_Testo fornito_:
Nessuno tocchi Caino - LEONARDO SCIASCIA, UN ALTRO ‘TESTIMONIAL’ DELLA CAMPAGNA ‘COMPRESENZA’ DI AMBROGIO E NICCOLÒ CRESPI PER NESSUNO TOCCHI CAINO

NESSUNO TOCCHI CAINO NEWS

Anno 21 - n. 20 - 15-05-2021

Contenuti del numero:

1.  LA STORIA DELLA SETTIMANA : LEONARDO SCIASCIA, UN ALTRO ‘TESTIMONIAL’ DELLA CAMPAGNA ‘COMPRESENZA’ DI AMBROGIO E NICCOLÒ CRESPI PER NESSUNO TOCCHI CAINO
2.  NEWS FLASH: APPELLO DI NESSUNO TOCCHI CAINO E DEL GLOBAL COMMITTEE AL MINISTRO DEGLI ESTERI LUIGI DI MAIO SULL’IMMINENTE VISITA DI MOHAMMAD JAVAD ZARIF, MINISTRO DEGLI ESTERI IRANIANO
3.  NEWS FLASH: UN ITALO-AMERICANO IN FIN DI VITA VERRA’ GIUSTIZIATO IN IDAHO
4.  NEWS FLASH: SIERRA LEONE: IL GOVERNO SI MUOVE PER ABOLIRE LA PENA CAPITALE
5.  NEWS FLASH: EGITTO: MONACO COPTO GIUSTIZIATO PER L’OMICIDIO DEL VESCOVO
6.  I SUGGERIMENTI DELLA SETTIMANA : DESTINA IL TUO 5X1000 A NESSUNO TOCCHI CAINO


LEONARDO SCIASCIA, UN ALTRO ‘TESTIMONIAL’ DELLA CAMPAGNA ‘COMPRESENZA’ DI AMBROGIO E NICCOLÒ CRESPI PER NESSUNO TOCCHI CAINO
Presentiamo il secondo spot della campagna pubblicitaria “Compresenza”, ispirata da Ambrogio Crespi e realizzata dal nipote Niccolò, a favore delle iscrizioni a Nessuno tocchi Caino-Spes contra spem.

“Testimonial” della campagna sono persone che non sono più tra noi ma che continuano a essere fonte di ispirazione per molti di noi.
Il ciclo di spot è iniziato con Aldo Moro e prosegue con quello dedicato a Leonardo Sciascia, a cui seguiranno quelli ispirati da Marco Pannella e da Mariateresa Di Lascia.

_Elenco compiti_:
1. Duplica il passo del testo fornito a partire da "Il ciclo di" fino a "Mariateresa Di Lascia.".
2. Rispondi a queste domande sul testo fornito:
(a) In quale stato verrà giustiziato l'italo-americano in fin di vita?
(b) Chi ha realizzato la campagna "Compresenza"?
(c) Con chi è iniziato il ciclo di spot?

_Dati forniti_:
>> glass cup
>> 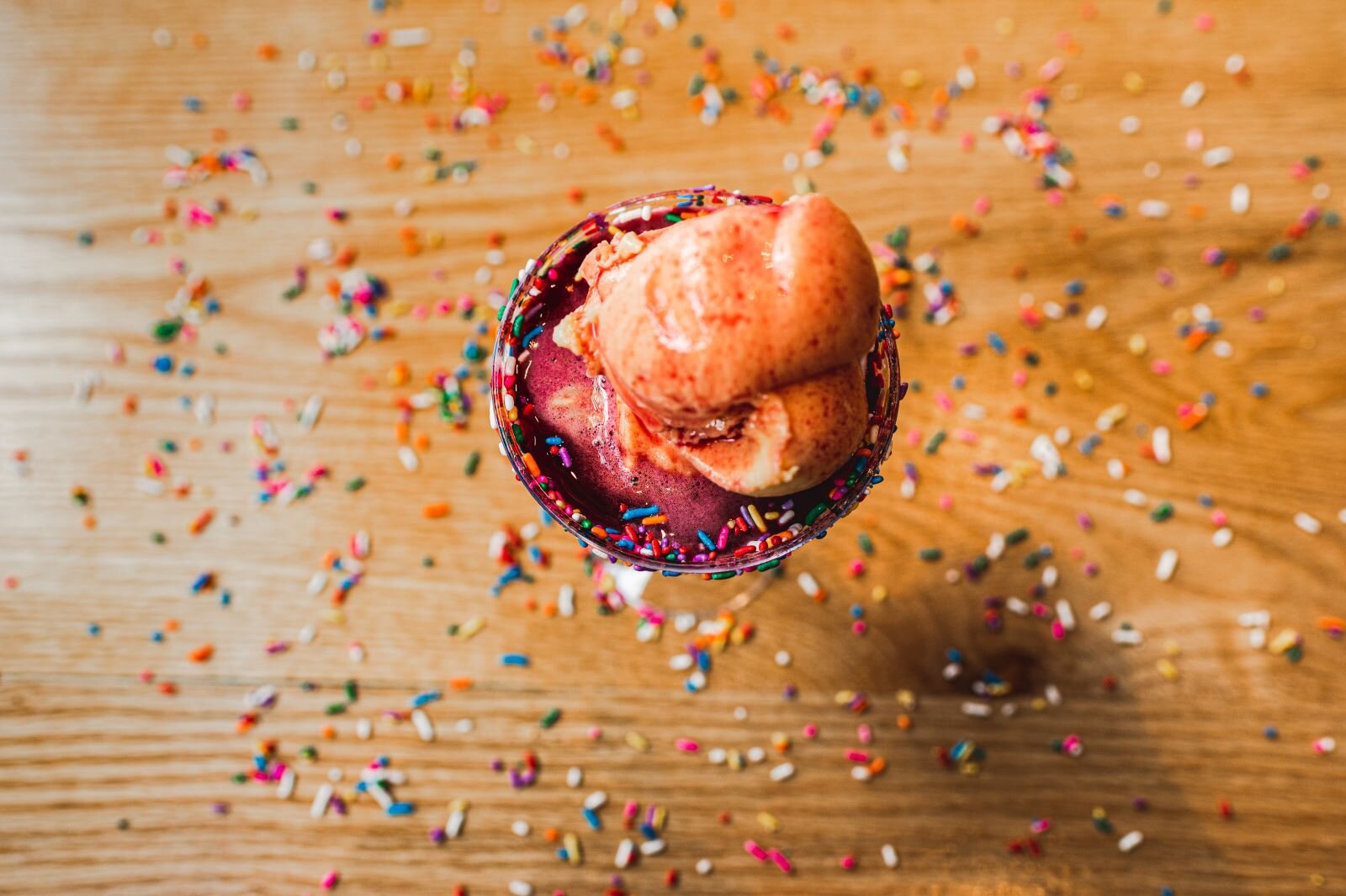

_Risposte numerate_:
1.
Il ciclo di spot è iniziato con Aldo Moro e prosegue con quello dedicato a Leonardo Sciascia, a cui seguiranno quelli ispirati da Marco Pannella e da Mariateresa Di Lascia.

2.
(a) In Idaho.
(b) Niccolò, il nipote di Ambrogio Crespi.
(c) Con Aldo Moro.